Peanut butter. Ol’ faithful! This bait type has been used in traps since the year dot and won’t let you down. Beware though – peanut butter will go mouldy after 1-2 weeks, depending on the weather… so check regularly and refresh when needed.
Chocolate Chips. It seems sacrilege to waste good chocolate on a rodent, however, there are some advantages. Firstly, rats love it! Secondly, chocolate won’t go mouldy very fast, so if you can’t commit to regular checks, chocolate could be a good option. P.S. The Bream Head Conservation Trust swear by white chocolate drops FYI.
Other stuff! Research out of Victoria University has found that cheese, Nutella and walnuts are all acceptable to wild rats.
Offer a ‘taster’
Put a bit of bait at the entrance to the trap box. Going into a trap box is probably a bit scary to a wild rodent. They may have a nibble of some bait at the entrance, decide it is not too bad, and go in for a bit more (SNAP!). Alternately, they may take the taster back to their nest and then decide to go back for more (SNAP!).
Why use a trap box?
Trap boxes will stop rain hitting your traps, which will lengthen the life of the trap and stop it from being triggered during downpours. It will also improve catch rates as they force the rodent to engage with the trap from the front. Finally, trap boxes protect non-target species, like birds and pets.

# [Entries shown]
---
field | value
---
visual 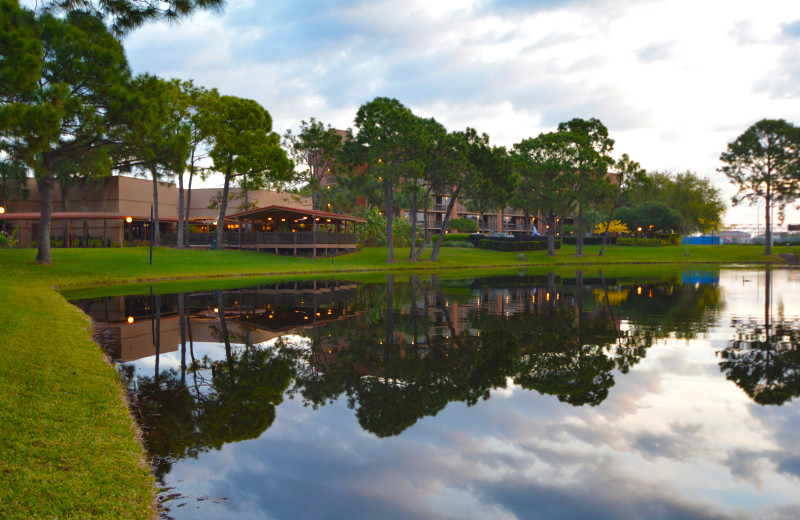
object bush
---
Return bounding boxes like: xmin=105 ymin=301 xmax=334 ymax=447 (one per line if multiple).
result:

...

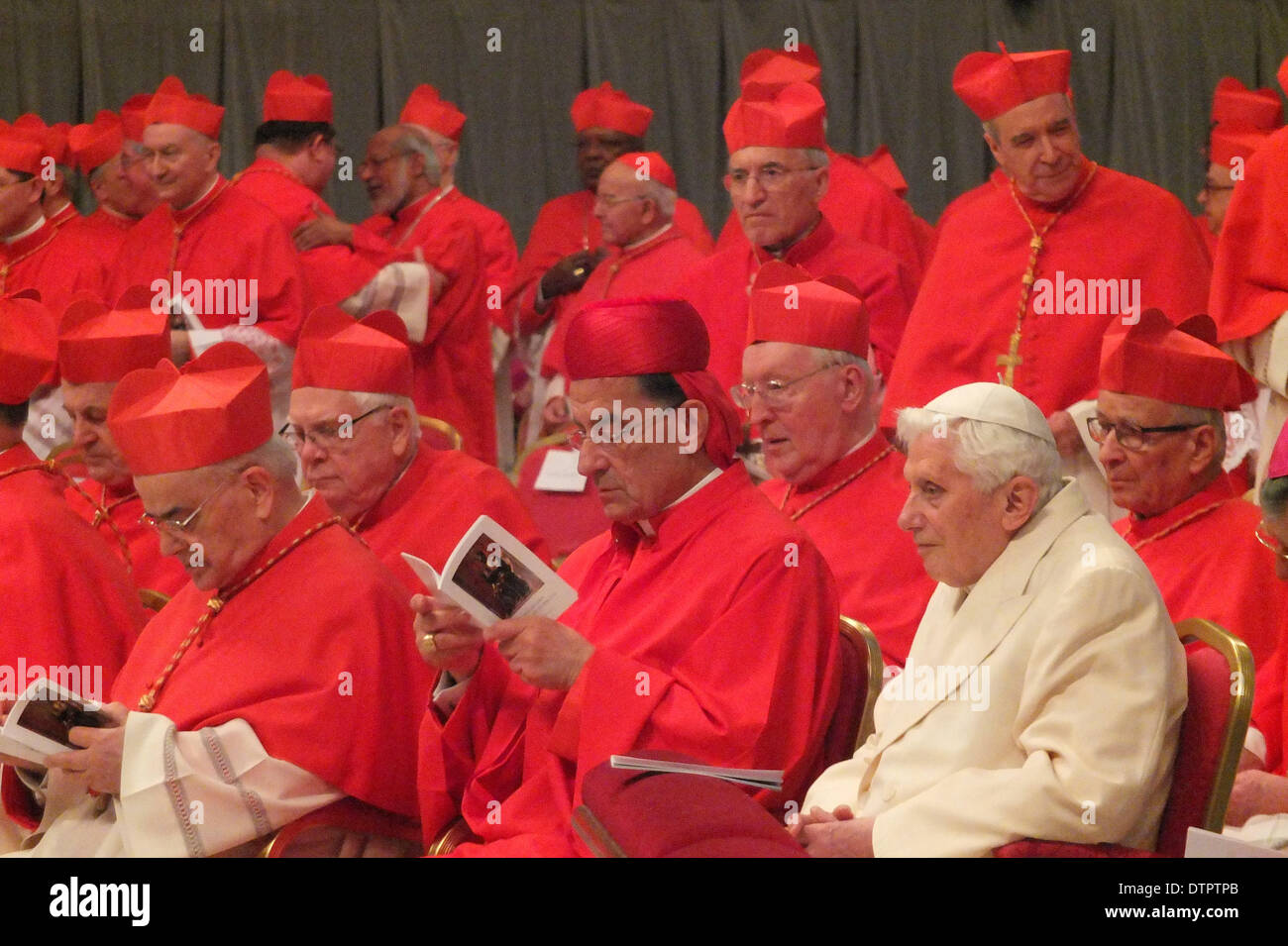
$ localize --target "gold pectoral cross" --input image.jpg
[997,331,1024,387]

# [Short exercise]
Transcribe the part of the rat-trapping text above starting with "Peanut butter. Ol’" and going on through "to wild rats.".

# [The solution]
Peanut butter. Ol’ faithful! This bait type has been used in traps since the year dot and won’t let you down. Beware though – peanut butter will go mouldy after 1-2 weeks, depending on the weather… so check regularly and refresh when needed.
Chocolate Chips. It seems sacrilege to waste good chocolate on a rodent, however, there are some advantages. Firstly, rats love it! Secondly, chocolate won’t go mouldy very fast, so if you can’t commit to regular checks, chocolate could be a good option. P.S. The Bream Head Conservation Trust swear by white chocolate drops FYI.
Other stuff! Research out of Victoria University has found that cheese, Nutella and walnuts are all acceptable to wild rats.